SOURCE PASSAGE:
####################

Oan: Why am I a fool?

Uk: Dost thou not chant strange words? Last night I heard thee chant strange words at the mouth of thy cave.

Oan: Ay! They are marvellous words; they were born within me in the dark.

Uk: Art thou a woman, that thou shouldst bring forth? Why dost thou not sleep when it is dark?

Oan: I did half sleep; perhaps I dreamed.

Don’t leave!  The cavemen haven’t even discussed the danger of non-literal speech yet:

Oan: They are wonderful words. They are such:

The bright day is gone—

Uk: Now I see thou art liar as well as fool: behold, the day is not gone!

Oan: But the day was gone in that hour when my song was born to me.

Uk: Then shouldst thou have sung it only at that time, and not when it is yet day. But beware lest thou awaken me in the night. Make thou many stars, that they fly in the whiskers of Gurr.

Did I forget to introduce Gurr?  He’s a tiger.  You heard me right.  The danger of non-literal speech is being eaten by a tiger.  Not to mentio—LOOK OUT!

####################

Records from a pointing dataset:
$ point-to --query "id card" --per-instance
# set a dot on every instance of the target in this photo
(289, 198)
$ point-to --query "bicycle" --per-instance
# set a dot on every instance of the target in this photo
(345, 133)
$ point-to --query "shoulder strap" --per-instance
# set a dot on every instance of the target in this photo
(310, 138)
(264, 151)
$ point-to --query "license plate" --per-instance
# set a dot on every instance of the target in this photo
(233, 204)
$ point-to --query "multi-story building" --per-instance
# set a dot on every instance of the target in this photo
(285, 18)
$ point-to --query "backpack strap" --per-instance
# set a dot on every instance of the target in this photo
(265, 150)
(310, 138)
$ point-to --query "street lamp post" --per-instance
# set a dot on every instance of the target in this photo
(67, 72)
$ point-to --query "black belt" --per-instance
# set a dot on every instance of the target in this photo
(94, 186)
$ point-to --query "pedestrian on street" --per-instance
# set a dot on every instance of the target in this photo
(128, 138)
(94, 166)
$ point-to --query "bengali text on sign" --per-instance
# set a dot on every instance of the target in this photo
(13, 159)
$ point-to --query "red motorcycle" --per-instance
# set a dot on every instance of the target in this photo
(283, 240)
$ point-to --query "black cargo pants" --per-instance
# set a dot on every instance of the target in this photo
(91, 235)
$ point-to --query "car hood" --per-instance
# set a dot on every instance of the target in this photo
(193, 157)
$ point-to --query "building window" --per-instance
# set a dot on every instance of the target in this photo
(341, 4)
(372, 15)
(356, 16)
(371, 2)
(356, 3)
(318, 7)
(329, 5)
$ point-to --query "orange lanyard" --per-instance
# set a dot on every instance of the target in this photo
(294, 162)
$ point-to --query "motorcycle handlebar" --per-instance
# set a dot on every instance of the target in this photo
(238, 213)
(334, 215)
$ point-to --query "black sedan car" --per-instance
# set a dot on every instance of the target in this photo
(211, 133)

####################

Replace "cavemen" with "cave dwellers" in the cave dialogue, and write out the part from "Uk: Art thou" up to and including "is not gone!" with that change. The rows aren't needed here, so you can set them aside.

OUTPUT FOR THIS EXERCISE:
Uk: Art thou a woman, that thou shouldst bring forth? Why dost thou not sleep when it is dark?

Oan: I did half sleep; perhaps I dreamed.

Don’t leave!  The cave dwellers haven’t even discussed the danger of non-literal speech yet:

Oan: They are wonderful words. They are such:

The bright day is gone—

Uk: Now I see thou art liar as well as fool: behold, the day is not gone!